▸ **What to produce**: Pick up the passage on India's trade agreements and geoeconomics where it leaves off and keep writing it.

▸ **Quoted passage**:
========================
According to www.orfonline.org, India has signed Free Trade Agreements (FTAs) with 14 Regional Comprehensive Economic Partnership (RCEP) partner countries despite refusing to join the RCEP bloc in 2019. This strategic divergence reflects a deliberate geoeconomic calculus—using trade instruments to advance geopolitical objectives while mitigating economic vulnerabilities, particularly its burgeoning trade deficit with China.
Geoeconomics as Core Foreign Policy Instrument
The report defines geoeconomics as “the use of economic instruments to promote and defend national interests and to produce beneficial geopolitical results,” citing Blackwill and Harris (2016). It identifies seven key geoeconomic instruments: trade policy, investment policy, economic sanctions, the cybersphere, aid, monetary policy, and energy and commodity policies. The paper underscores that India’s 2023 decision to continue importing Russian oil—despite Western sanctions—was not merely an energy procurement move but a calibrated geoeconomic act: it preserved strategic autonomy while enabling India to host the G-20 summit in Delhi that same year. As the source states: “By importing Russian oil shunned by the West, India ensured that its energy security upheld its strategic autonomy.”
========================
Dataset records
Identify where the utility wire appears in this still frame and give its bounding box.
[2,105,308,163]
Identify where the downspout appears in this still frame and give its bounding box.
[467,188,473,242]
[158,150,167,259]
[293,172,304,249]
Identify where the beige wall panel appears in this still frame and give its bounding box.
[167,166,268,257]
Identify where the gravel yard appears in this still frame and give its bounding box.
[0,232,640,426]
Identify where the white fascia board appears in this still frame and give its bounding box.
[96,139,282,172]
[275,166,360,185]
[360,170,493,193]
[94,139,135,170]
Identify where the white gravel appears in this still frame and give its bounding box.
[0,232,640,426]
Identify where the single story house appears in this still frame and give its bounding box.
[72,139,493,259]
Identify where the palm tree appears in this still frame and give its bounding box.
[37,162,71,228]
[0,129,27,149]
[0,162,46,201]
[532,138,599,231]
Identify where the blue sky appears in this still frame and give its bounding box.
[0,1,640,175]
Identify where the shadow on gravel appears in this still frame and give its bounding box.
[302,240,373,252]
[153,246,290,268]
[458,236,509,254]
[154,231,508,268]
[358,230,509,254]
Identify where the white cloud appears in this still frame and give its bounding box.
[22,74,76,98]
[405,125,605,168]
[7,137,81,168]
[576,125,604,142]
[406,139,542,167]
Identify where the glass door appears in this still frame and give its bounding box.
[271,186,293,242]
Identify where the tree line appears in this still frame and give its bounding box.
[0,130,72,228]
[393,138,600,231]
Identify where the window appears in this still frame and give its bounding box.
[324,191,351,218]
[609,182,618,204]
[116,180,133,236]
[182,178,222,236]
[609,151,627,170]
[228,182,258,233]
========================
▸ **Expected answer**:
Trade Policy Evolution: From Licence-Quota-Permit Raj to Strategic FTAs
Prior to economic liberalisation in 1991, India maintained extreme trade restrictions—including tariff rates as high as 355 percent in 1990–91. This protectionist regime, termed the “licence-quota-permit raj,” stunted growth and limited Delhi’s capacity to deploy trade as foreign policy leverage. After the 1991 crisis, India devalued the rupee twice in July 1991, dismantled import controls, and began integrating selectively into global markets. Since 2021, India has pursued FTAs with renewed vigour—deepening ties across West Asia, the Indian Ocean region, and Europe—while deliberately excluding China from new bilateral agreements.
RCEP Refusal and FTA Expansion: A Coherent Dual Strategy
India’s non-participation in RCEP was formally announced in November 2019. Yet the report notes that India has since concluded or is negotiating FTAs with 14 RCEP members, including the United Arab Emirates (2022), Australia (2022), and the European Union (ongoing since 2022). This is not contradiction—it is coordination: FTAs allow India to extract market access concessions while retaining full control over regulatory sovereignty and safeguard mechanisms. In contrast, RCEP’s broad rules on services, investment, and digital trade were viewed as incompatible with India’s domestic industrial policy and concerns over Chinese goods flooding Indian markets. According to the report, India’s approach is “to benefit by trading more but guarding against further opening up of the economy to China.”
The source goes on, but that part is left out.